Food you should try

Advice for First Time Drinkers

There are many good bars and pubs out there like The Cornershop Bar. Drinking, when done responsibly, can be a pleasant experience used to relax and unwind. Alcohol often plays a large part in social events and is commonly used as a way to socialise and bond with others. In fact, having your first alcoholic drink is almost a rite of passage. Although a legal drug, alcohol comes with its own risks, that range from mildly uncomfortable to unpleasantly fatal, that are often overlooked due to how normalized it is within society. First time drinkers have a tendency to overdo it so if you are not an experienced drinker yet, here are some helpful pointers to make sure your first time is not your last. 

Eat up

Alcohol is absorbed directly into your bloodstream through your stomach and having a meal before drinking makes the rate of absorption a lot slower, decelerating the intensity of those feelings of drunkenness. By eating first, you will be able to drink for longer and have a far more enjoyable night out. Your stomach will thank you later.

Check your meds

Some medications advise that you do not drink while taking them as it can cause adverse effects. You should be especially careful if taking any drugs such as anti-depressants, sedatives, antihistamines and any long-term medication, so always consult your doctor and read your medication’s advice pamphlet. Some medications block alcohol from being metabolized within the body so you feel drunker after only a small amount, while the alcohol may block your medications intended effects. In addition to prescribed medication, illegal drugs such as cocaine, MDMA and amphetamines can have fatal consequences when combined with alcohol, so it is better to avoid these entirely if you intend on drinking.

No mixing

It might be appealing to try a variety of different drinks but mixing your drinks makes it hard to keep track of how much alcohol you are really consuming. You could be mixing a lot of different drinks with varying alcohol percentages, so it is more difficult to predict when enough is enough. Also, – beware of cocktails – because although they look great and can taste surprisingly unlike alcohol, you are actually mixing a lot of different types of spirits. Instead, find one drink you like and stick with it!

========================================

[Problems and tasks]
a) In the advice for first-time drinkers, what effect does eating a meal before drinking have on the rate at which alcohol is absorbed?
b) Write the next part of the advice for first-time drinkers, beginning after its final tip about not mixing drinks.
You can disregard the lines that come after this.

========================================

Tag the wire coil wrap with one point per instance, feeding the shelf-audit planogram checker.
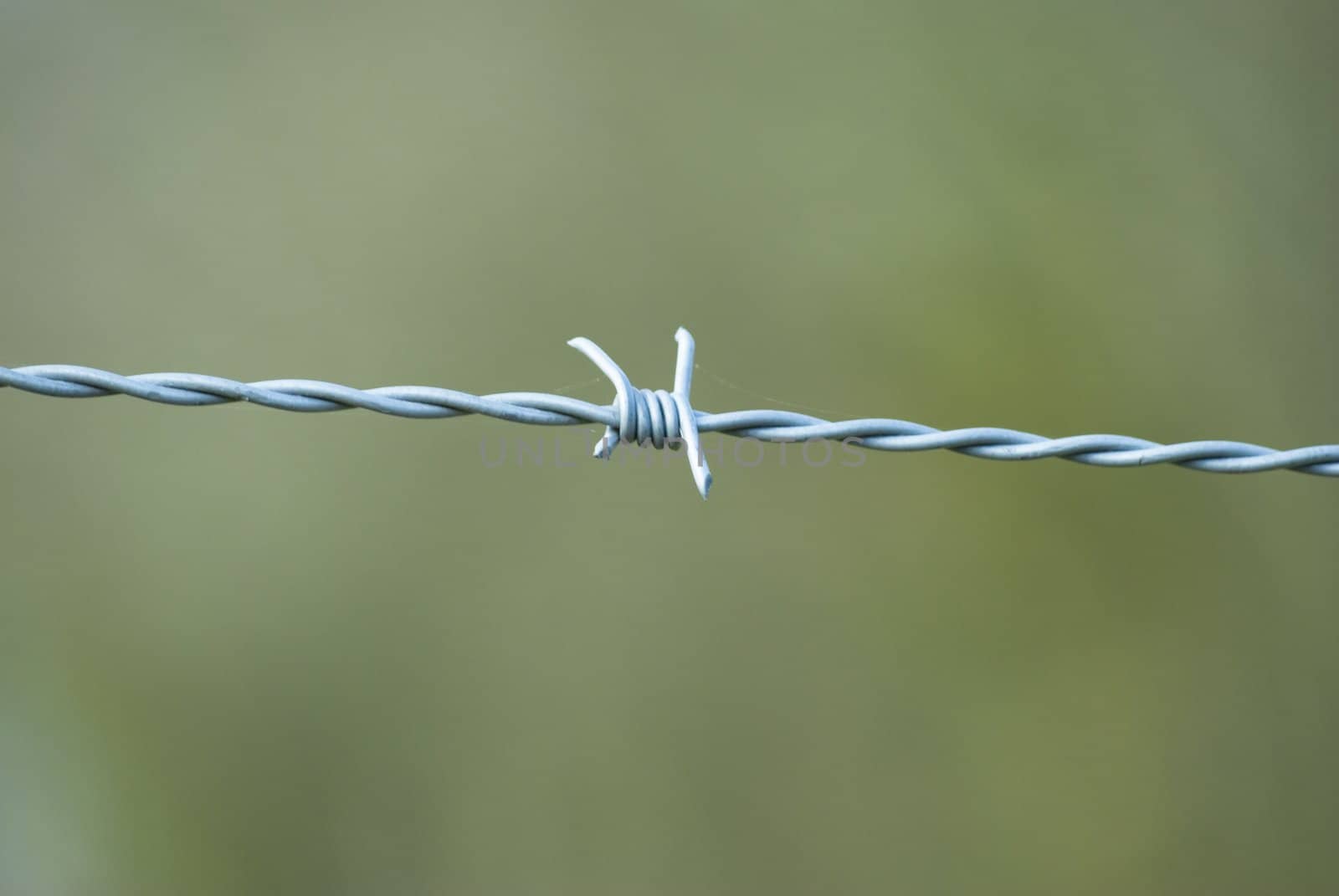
(664, 419)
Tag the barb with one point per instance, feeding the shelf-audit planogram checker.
(664, 419)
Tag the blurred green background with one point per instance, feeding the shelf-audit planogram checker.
(247, 651)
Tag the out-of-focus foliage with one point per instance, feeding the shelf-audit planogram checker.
(245, 651)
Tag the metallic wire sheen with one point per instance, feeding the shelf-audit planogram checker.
(664, 419)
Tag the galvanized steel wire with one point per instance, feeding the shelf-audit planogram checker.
(666, 418)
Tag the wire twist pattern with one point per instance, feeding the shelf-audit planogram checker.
(666, 418)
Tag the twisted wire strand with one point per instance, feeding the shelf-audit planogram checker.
(666, 419)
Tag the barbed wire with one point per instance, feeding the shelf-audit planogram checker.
(666, 418)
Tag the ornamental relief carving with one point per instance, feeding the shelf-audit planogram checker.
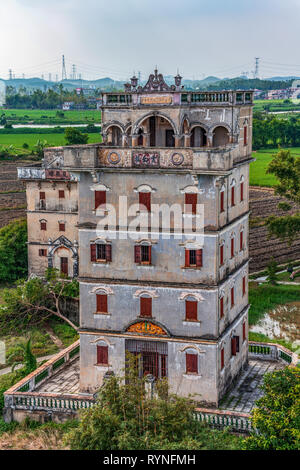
(146, 328)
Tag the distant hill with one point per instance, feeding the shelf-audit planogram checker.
(108, 84)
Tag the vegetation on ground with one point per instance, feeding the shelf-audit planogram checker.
(265, 297)
(12, 144)
(127, 418)
(276, 416)
(13, 251)
(35, 300)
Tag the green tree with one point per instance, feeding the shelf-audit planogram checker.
(286, 168)
(127, 418)
(277, 415)
(74, 136)
(13, 251)
(35, 300)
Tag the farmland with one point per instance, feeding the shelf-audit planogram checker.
(51, 116)
(53, 140)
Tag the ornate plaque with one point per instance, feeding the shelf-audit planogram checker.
(156, 99)
(177, 159)
(146, 328)
(113, 158)
(145, 159)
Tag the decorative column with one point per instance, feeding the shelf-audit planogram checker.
(177, 138)
(187, 139)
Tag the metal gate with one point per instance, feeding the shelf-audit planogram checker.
(152, 357)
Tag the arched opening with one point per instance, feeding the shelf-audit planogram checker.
(62, 260)
(159, 132)
(140, 136)
(114, 136)
(221, 137)
(198, 137)
(129, 136)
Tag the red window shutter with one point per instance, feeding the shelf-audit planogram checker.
(221, 307)
(191, 310)
(199, 258)
(232, 247)
(241, 240)
(187, 257)
(146, 306)
(222, 201)
(93, 252)
(137, 254)
(222, 358)
(102, 303)
(102, 355)
(191, 363)
(100, 198)
(233, 346)
(191, 200)
(245, 135)
(221, 255)
(244, 331)
(145, 200)
(108, 253)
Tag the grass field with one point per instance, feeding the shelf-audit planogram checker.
(49, 116)
(53, 140)
(258, 174)
(276, 105)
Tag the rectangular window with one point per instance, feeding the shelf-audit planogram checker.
(191, 363)
(242, 191)
(232, 196)
(222, 201)
(232, 296)
(102, 355)
(101, 303)
(100, 252)
(191, 310)
(244, 331)
(222, 358)
(100, 198)
(145, 201)
(245, 135)
(191, 203)
(194, 258)
(241, 240)
(232, 247)
(233, 346)
(146, 307)
(221, 255)
(221, 307)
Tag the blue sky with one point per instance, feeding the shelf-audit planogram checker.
(117, 37)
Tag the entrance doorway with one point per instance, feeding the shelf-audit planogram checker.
(170, 141)
(64, 265)
(152, 357)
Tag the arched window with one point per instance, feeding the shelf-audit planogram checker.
(221, 137)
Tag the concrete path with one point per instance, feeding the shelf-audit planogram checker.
(7, 370)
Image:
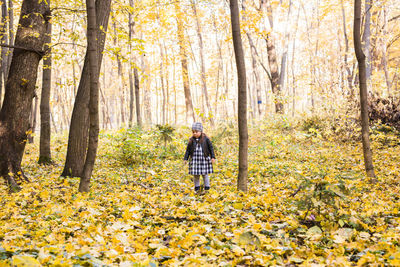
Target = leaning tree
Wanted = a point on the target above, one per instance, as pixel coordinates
(20, 89)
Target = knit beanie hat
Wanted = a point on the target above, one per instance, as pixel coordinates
(197, 126)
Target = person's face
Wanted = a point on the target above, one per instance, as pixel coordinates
(196, 134)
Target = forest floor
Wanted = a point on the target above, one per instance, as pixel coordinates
(309, 202)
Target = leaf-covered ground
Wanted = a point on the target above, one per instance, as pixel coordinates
(308, 203)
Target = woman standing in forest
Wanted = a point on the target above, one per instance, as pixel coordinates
(200, 153)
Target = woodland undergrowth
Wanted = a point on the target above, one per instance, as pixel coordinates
(309, 202)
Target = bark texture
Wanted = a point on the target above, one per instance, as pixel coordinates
(79, 127)
(363, 90)
(20, 89)
(84, 184)
(45, 128)
(242, 101)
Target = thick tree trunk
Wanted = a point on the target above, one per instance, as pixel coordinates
(94, 97)
(45, 128)
(367, 41)
(4, 40)
(20, 89)
(137, 97)
(184, 64)
(346, 41)
(33, 121)
(78, 133)
(209, 114)
(242, 97)
(363, 90)
(10, 33)
(163, 91)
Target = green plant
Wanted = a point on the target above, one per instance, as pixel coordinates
(165, 132)
(319, 195)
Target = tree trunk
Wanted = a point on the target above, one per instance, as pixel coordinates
(20, 89)
(184, 64)
(363, 90)
(208, 114)
(137, 97)
(285, 52)
(78, 133)
(94, 97)
(346, 40)
(367, 40)
(4, 40)
(33, 121)
(131, 81)
(10, 33)
(242, 97)
(45, 128)
(164, 95)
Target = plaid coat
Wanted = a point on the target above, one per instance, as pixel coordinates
(200, 154)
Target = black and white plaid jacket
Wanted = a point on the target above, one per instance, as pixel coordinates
(206, 146)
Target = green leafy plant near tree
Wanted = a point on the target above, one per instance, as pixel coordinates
(139, 147)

========================================

[Answer section]
a) It makes the rate of absorption a lot slower.

b)
Avoid the hard stuff

When it comes to drinks such as shots, it’s definitely better to politely decline until you have a better understanding of your tolerance. Hard liquors such as tequila, gin, rum and vodka have a high alcohol content so you will feel the effects of these much faster. It is probably safer to stick to something softer at first like alcopops. Alcopops are typically flavoured and have a lower alcohol content so you can slowly build up your alcohol tolerance while staying in better control. 

Water is your friend 

It is ok to skip the next drink and replace it with water instead. Alcohol acts as a diuretic, meaning it dehydrates the body, and the higher the alcohol content, the higher the rate of dehydration. This is the reason why we wake up with pounding headaches and dizziness the morning after a night of drinking. It is recommended that for every alcoholic drink you have, you should also have a glass of water to balance the dehydration effect. If you are unable to do this, then drink as much water as possible before going to sleep. It can be the difference between waking up feeling refreshed or waking up feeling like your head is being hammered from the inside. 

Take it slow

You might not realise just how drunk you actually are until it is too late, especially, if you are an inexperienced drinker. The faster you drink, the more dehydrated you are and the thirstier you become. If out with friends, you should not feel pressured to drink more but enjoy going at your own pace. Everyone has their own limit and it’s best to take it easy when you don’t know your own. Remember, you are allowed to refuse a shot or skip a round. 

Watch your drink

Drink spiking normally involves adding an alcohol or drug to someone’s drink without that person’s knowledge and it is against the law. You should always practice vigilance by never leaving your drink out of sight and if possible, watch your drink as it is being made. In addition, it may be tempting to accept a free drink from a stranger, but it is better to politely decline than to take the risk. The drug Rohypnol, better known as the “date rape drug”, is commonly used in drink spiking and can cause drowsiness, slurred speech, loss of memory and vomiting. These symptoms are usually more pronounced than what you would experience while simply being drunk and can be disproportionate in comparison to the amount of alcohol consumed. So, if you experience these symptoms, especially after only consuming a small amount of alcohol, it is important to quickly go to hospital to get checked out.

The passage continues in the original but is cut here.